» **Problem to solve**: Please copy each line below that contains the word "haired".

┏━━

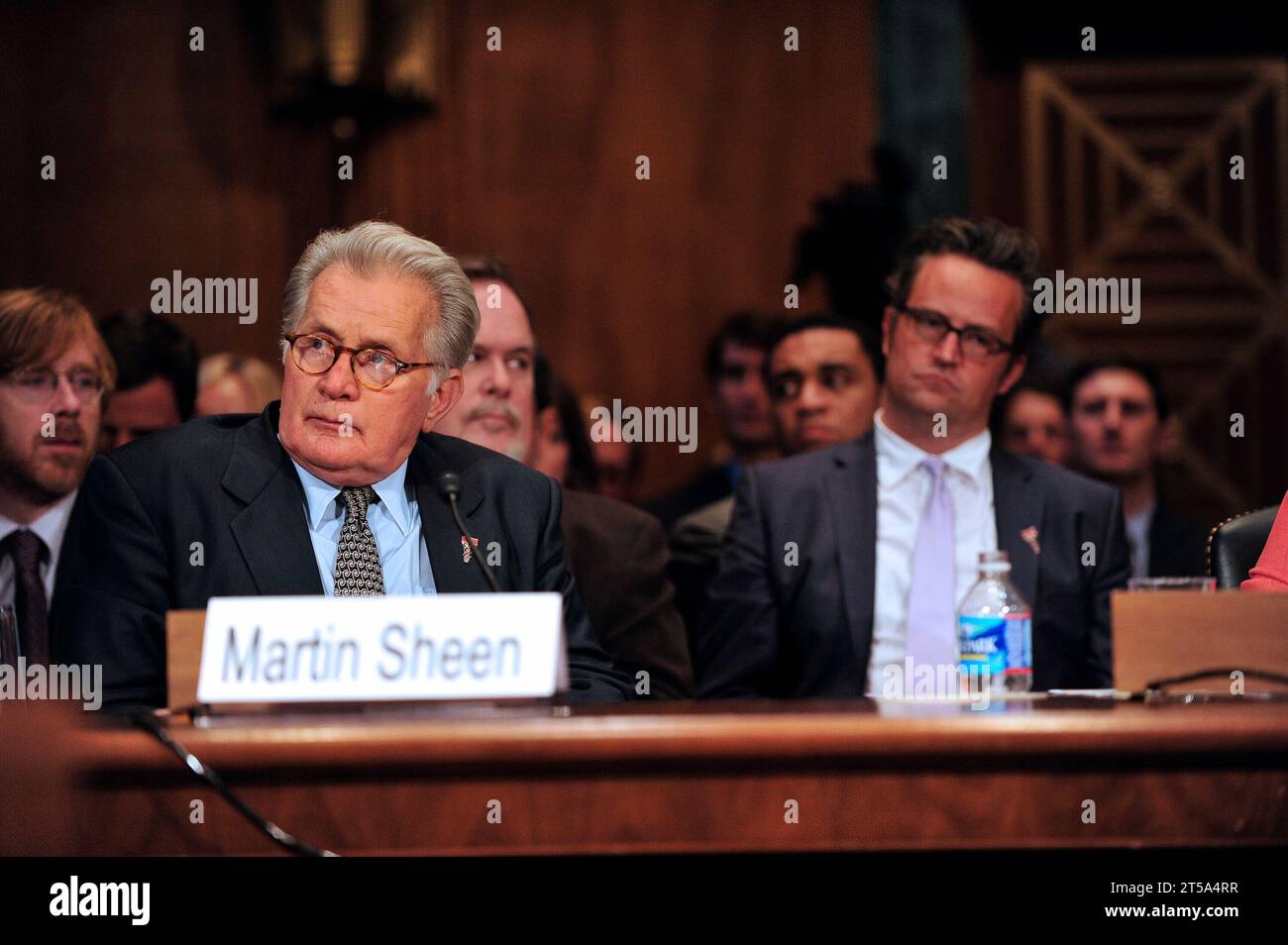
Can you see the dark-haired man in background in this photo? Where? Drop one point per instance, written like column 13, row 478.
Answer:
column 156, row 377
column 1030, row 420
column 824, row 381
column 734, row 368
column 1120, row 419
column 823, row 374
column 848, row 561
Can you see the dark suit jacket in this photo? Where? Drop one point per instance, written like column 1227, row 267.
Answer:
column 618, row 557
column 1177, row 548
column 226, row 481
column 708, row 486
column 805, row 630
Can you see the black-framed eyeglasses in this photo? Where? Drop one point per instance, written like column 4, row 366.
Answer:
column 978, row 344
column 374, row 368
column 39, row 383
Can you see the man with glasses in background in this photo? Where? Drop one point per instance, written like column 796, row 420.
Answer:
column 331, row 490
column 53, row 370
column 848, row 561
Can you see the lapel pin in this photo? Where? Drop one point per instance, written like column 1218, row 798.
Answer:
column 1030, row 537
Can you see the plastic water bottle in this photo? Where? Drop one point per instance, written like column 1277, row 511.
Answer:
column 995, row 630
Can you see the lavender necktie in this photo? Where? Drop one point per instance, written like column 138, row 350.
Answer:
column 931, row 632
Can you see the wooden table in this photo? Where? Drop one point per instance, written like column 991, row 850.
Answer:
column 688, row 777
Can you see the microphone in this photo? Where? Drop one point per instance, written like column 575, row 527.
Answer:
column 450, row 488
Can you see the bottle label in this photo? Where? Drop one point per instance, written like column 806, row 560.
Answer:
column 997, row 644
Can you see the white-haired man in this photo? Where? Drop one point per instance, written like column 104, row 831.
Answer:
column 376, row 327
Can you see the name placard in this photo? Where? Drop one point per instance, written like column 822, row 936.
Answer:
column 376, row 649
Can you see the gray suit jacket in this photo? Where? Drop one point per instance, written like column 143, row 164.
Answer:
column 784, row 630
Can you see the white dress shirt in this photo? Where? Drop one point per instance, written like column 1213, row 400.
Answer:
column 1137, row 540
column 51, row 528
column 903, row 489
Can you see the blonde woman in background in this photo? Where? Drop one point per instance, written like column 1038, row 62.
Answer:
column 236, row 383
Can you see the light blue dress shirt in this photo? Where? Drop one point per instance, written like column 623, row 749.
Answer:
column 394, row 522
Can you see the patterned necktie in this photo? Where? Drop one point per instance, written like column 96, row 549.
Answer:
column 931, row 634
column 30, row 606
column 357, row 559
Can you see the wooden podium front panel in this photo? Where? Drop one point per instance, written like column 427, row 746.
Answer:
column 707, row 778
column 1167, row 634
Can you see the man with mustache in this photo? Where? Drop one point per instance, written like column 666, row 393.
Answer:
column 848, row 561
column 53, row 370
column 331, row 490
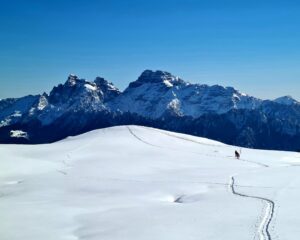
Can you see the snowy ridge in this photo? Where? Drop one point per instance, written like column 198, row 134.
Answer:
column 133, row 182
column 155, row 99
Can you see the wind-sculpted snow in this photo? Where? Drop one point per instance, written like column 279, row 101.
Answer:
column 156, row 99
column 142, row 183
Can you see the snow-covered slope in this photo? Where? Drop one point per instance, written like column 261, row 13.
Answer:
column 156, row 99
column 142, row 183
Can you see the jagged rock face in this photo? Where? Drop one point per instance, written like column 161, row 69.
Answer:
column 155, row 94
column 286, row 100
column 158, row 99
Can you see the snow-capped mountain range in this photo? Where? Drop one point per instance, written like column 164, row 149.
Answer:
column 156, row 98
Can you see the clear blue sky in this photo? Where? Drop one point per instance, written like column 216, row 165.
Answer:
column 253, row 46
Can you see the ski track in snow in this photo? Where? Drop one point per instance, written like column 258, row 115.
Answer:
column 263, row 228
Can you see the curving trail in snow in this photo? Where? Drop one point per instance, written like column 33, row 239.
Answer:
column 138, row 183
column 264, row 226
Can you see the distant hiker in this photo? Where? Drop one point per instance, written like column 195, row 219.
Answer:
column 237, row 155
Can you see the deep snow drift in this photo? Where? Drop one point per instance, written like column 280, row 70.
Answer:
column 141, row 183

┗━━

» **Exercise answer**:
Can you see the dark-haired man in background in this photo? Where? Drop one point per instance, written like column 13, row 478.
Can you see the white-haired man in this photo? Where? Drop one point per instance, written like column 104, row 831.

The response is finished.